Gli uomini della Banda Gallo erano accusati di “collaborazionismo col tedesco invasore, di sevizie di torture e di uccisioni”

Il carcere dell’ex XXI° a La Spezia come si presentava dopo la Liberazione. È visibile il corridoio di accesso alla “stanza delle torture”. Fonte: I.S.R., Istituto spezzino per la Storia della Resistenza e dell’Età Contemporanea

Aurelio Gallo, nato nel 1900 a Raveo, in provincia di Udine, era una figura atipica nel fascismo spezzino. Fu autista prima di un imprenditore marittimo, poi dei Fasci Femminili, quindi del Vescovo della Diocesi di Luni, Costantini. Perse l’incarico per le sue continue molestie agli adolescenti: fu bollato come “pederasta”, oggi diremmo “pedofilo”. Fece poi l’autista per la Federazione Fascista e per il locale comando delle SS. Si era iscritto al Partito Nazionale Fascista relativamente tardi (nel 1933), rimanendo all’interno del partito locale una figura assolutamente secondaria. Dopo l’8 settembre 1943, pur non avendo nessun grado e incarico ufficiale, diventò però uno dei confidenti e dei collaboratori più fidati dei nazisti, favorito sia dalla sua conoscenza del tedesco sia dalla sua offerta di disponibilità per individuare e fare arrestare i partigiani spezzini. Diventò una spia dell’OVRA, la polizia segreta fascista, e i comandi tedeschi si fidarono sempre più di lui. La sua uniforme fuori ordinanza nera e senza nessuna insegna di grado -pantaloni alla cavallerizza, giaccone, stivali, berretto- diventò presto nota alla popolazione spezzina, dato che Gallo non solo partecipava ai rastrellamenti contro i partigiani, ma conduceva anche con ferocia e sadismo gli interrogatori dei prigionieri. Dalla sua rete di delatori raccoglieva notizie, spesso inventate, per arrestare e torturare anche persone innocenti.
Nella sentenza a suo carico si fa riferimento a “torture… praticate con raffinata, medievale barbarie”: percosse con bastoni, calci di pistola e fruste appesantite dal piombo, distorsione delle dita, asportazione delle unghie, applicazione di corrente elettrica ai genitali e altre sevizie.

▶ [Materiale fornito]
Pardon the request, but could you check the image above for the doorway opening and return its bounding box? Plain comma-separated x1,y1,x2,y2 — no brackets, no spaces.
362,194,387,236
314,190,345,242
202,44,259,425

▶ [Cosa fare]
A) Spiega in una o due frasi perché, secondo il testo sulla Banda Gallo, Aurelio Gallo divenne uno dei collaboratori più fidati dei nazisti dopo l'8 settembre 1943.
B) Scrivi il seguito del testo sulla Banda Gallo, riprendendo da dove si ferma.

▶ [Risposte]
A) Pur non avendo alcun grado né incarico ufficiale, Gallo conquistò la fiducia dei nazisti grazie alla sua conoscenza del tedesco. Contò anche la sua disponibilità a individuare e far arrestare i partigiani spezzini.

B)
Della famigerata banda Gallo facevano parte Emilio Battisti, trentino, Achille Morelli, di Fabiano, il migliarinese Matteo Guerra con la madre e la sorella, Aldo Capitani, anche lui di Migliarina [quartiere di La Spezia]. E don Rinaldo Stretti, che, come Guerra e Capitani, prima era stato vittima di Gallo, per poi diventare suo complice e a sua volta aguzzino.
Se ripercorriamo la storia della Resistenza nella IV Zona Operativa, in quasi tutte le uccisioni e i rastrellamenti Gallo e la sua banda furono protagonisti: a Calice il 30 dicembre 1943; a Chiusola il 5 aprile 1944, quando fu ucciso Piero Borrotzu; a Migliarina il 19 settembre 1944 nella casa di Isolina Boeri, che fu talmente torturata da perdere la ragione (finì la sua vita nel manicomio di Volterra); a Migliarina il 1° ottobre 1944, con l’arresto dei fratelli Ruggia, uno fucilato, l’altro deportato a Mauthausen, dove morì.
E poi il grande, terribile, rastrellamento a Migliarina del 21 e 22 novembre 1944, nel quale furono arrestate oltre 350 persone. Alcuni morirono durante gli interrogatori all’ex XXI Reggimento Fanteria e nel carcere di Marassi a Genova, altri si tolsero la vita. Anche a Marassi operò la banda Gallo. Circa 250 persone furono inviate a Bolzano e da lì verso i campi di sterminio in Germania. Solo la distruzione da parte degli Alleati della linea ferroviaria del Brennero il 25 febbraio 1945 impedì la deportazione in Germania di tutti i prigionieri spezzini. Tutta l’operazione avvenne con l’appoggio dei tedeschi, ma la sua esecuzione fu lasciata in buona parte ai fascisti; anzi, i tedeschi manifestarono qualche critica al carattere troppo violento e indiscriminato del rastrellamento.
Gallo fu protagonista anche del rastrellamento di Vezzano Ligure, nel quale furono uccisi due giovani innocenti e furono arrestati, orrendamente torturati e poi fucilati i partigiani Enrico Bucchioni e Pierino Andreani. Altri arrestati furono deportati in Germania.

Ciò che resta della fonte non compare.